═════ EXCERTO FORNECIDO ═════

Foi há dois anos. Precisamente. E eu não terei gostado. Apesar de ter agradecido...
Entrei no IPO às 8:30h, "pela mão" da minha mãe (como se ainda fosse a sua pequenina) e tomei, a seu lado, a segunda e última refeição do meu dia: uma torrada de pão regional e um galão bem quente e clarinho. Mais o café bem cheio, claro.
Seria operada no fim da tarde/princípio da noite. Até lá… vários exames pré-operatórios, incluindo a pesquisa do 'gânglio sentinela', que me obrigou a quase três horas de imobilidade, deitada e “coberta” por um sofisticado aparelho de detecção do primeiro gânglio da cadeia linfática, para onde o "bicho mau" pudesse ter-se escapado. Custaram-me, especialmente, a injecção de contraste na aréola e o frio no braço direito.
Não me lembro de uma emoção, de qualquer lágrima ao canto do olho, nem de qualquer medo. Durante um longo dia, fiz tudo aquilo que me mandaram, praticamente sem colocar questões, absolutamente resignada, totalmente confiante. Senti fome e sede, mas conhecia um truque para mitigar essas sensações: lavei os dentes depois de não ter almoçado e depois de não ter lanchado.

═════ LINHAS APRESENTADAS ═════

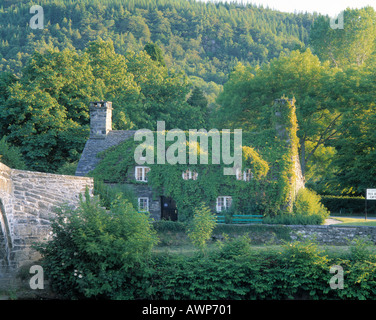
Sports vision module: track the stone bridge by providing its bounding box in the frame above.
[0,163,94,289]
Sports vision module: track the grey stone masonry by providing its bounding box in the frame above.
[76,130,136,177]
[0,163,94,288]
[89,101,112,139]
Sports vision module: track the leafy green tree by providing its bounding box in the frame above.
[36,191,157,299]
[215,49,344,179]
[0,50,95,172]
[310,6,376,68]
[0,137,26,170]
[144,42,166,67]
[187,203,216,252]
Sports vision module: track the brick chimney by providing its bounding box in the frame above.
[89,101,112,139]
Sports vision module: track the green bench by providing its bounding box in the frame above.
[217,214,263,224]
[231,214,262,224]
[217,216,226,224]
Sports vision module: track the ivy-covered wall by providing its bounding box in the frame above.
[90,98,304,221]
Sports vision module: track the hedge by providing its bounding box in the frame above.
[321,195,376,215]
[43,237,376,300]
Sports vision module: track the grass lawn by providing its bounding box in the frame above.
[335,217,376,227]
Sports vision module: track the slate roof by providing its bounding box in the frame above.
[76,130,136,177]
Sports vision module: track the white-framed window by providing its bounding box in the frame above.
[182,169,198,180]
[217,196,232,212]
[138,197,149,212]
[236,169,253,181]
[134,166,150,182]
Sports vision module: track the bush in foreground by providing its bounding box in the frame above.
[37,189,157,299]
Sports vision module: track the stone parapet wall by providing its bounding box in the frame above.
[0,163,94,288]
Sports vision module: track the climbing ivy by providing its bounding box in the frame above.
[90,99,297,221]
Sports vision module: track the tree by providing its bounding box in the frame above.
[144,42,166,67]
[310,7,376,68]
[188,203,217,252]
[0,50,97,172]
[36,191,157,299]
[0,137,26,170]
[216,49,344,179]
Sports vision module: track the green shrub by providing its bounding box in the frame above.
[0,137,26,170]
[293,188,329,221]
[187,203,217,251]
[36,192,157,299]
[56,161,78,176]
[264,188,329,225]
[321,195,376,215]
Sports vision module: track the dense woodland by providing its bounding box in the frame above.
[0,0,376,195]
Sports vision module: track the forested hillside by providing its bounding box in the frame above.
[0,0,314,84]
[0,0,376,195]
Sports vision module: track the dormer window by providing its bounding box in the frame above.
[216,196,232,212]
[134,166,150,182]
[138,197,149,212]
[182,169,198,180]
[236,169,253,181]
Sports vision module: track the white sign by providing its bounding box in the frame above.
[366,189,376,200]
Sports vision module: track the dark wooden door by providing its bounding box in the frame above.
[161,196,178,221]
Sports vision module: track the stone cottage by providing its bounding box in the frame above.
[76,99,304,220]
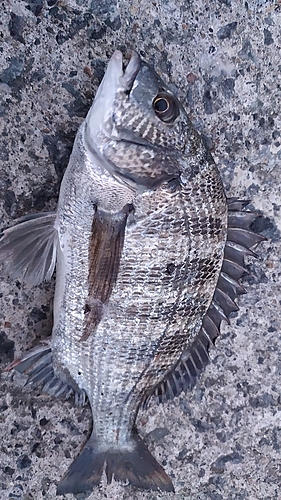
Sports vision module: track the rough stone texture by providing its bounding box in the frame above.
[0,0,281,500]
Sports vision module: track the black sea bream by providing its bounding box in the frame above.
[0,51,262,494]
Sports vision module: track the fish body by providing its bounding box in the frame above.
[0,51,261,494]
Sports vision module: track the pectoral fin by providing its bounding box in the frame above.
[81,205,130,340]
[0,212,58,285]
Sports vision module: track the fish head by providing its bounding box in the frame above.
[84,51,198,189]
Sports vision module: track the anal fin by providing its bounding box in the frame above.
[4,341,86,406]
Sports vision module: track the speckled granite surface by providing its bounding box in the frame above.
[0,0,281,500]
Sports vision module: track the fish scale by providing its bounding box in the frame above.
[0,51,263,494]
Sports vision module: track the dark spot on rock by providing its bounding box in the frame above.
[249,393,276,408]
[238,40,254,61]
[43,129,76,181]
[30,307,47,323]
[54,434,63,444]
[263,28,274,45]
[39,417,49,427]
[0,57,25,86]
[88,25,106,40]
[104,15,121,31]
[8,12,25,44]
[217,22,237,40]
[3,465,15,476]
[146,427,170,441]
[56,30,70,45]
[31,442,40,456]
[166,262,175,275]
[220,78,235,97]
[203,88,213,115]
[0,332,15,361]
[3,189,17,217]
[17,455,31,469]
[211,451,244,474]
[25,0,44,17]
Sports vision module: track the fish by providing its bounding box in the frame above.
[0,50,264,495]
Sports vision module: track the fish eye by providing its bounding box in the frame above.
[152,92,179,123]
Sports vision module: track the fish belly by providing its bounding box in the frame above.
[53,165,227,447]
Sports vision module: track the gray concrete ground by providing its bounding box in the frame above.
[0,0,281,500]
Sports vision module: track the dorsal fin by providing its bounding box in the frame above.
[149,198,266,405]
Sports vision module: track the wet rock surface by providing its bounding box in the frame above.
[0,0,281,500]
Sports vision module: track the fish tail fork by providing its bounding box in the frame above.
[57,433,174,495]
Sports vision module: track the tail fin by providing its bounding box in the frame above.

═════

> **TAREFAS A REALIZAR**:
(a) Traduza para inglês esta frase do relato do dia da operação: "Não me lembro de uma emoção, de qualquer lágrima ao canto do olho, nem de qualquer medo."
(b) Retome o relato do dia da operação a partir do ponto em que termina.
As linhas não têm qualquer relação com o relato do dia da operação.

> **RESPOSTAS POR TAREFA**:
(a) I don't remember an emotion, any tear in the corner of my eye, or any fear.

(b)
Do momento de entrada no hospital, guardarei para sempre a imagem sorridente e prestável da voluntária D. Helena, que me guiou, qual anjo da guarda, pelos meandros daquela casa infinita e ainda pouco conhecida por mim, até à hora do exame mais demorado. O casaco dela chegou a estar pendurado nos meus ombros, não fosse eu constipar-me, da manhã para a tarde, nas inevitáveis transições entre os vários edifícios do conjunto. Tudo me pareceu a meu favor, a partir do contacto com a D. Helena. Em cada novo compasso de espera, ia observando o que se passava à minha volta. Não me apeteceu ler nem escrever, apesar de ter ido preparada para ambas as actividades. O que fiz foi conversar com outros doentes, sem, todavia, ter havido partilha de pormenores.
Aprendi, nesse dia, ainda antes de conhecer a palavra final a mim destinada, que há muita gente a morrer oferecendo força e esperança. Fixei para a vida que qualquer maleita que nos chegue é para ser tratada com seriedade e com a maior brevidade possível, mas sem dramatismos nem lamechices. E que não se desiste nunca de acreditar que vamos melhorar até estarmos curados. E ainda… e infelizmente, que daqueles que ali nos rodeiam, são em maior número aqueles que estão pior do que nós do que os restantes.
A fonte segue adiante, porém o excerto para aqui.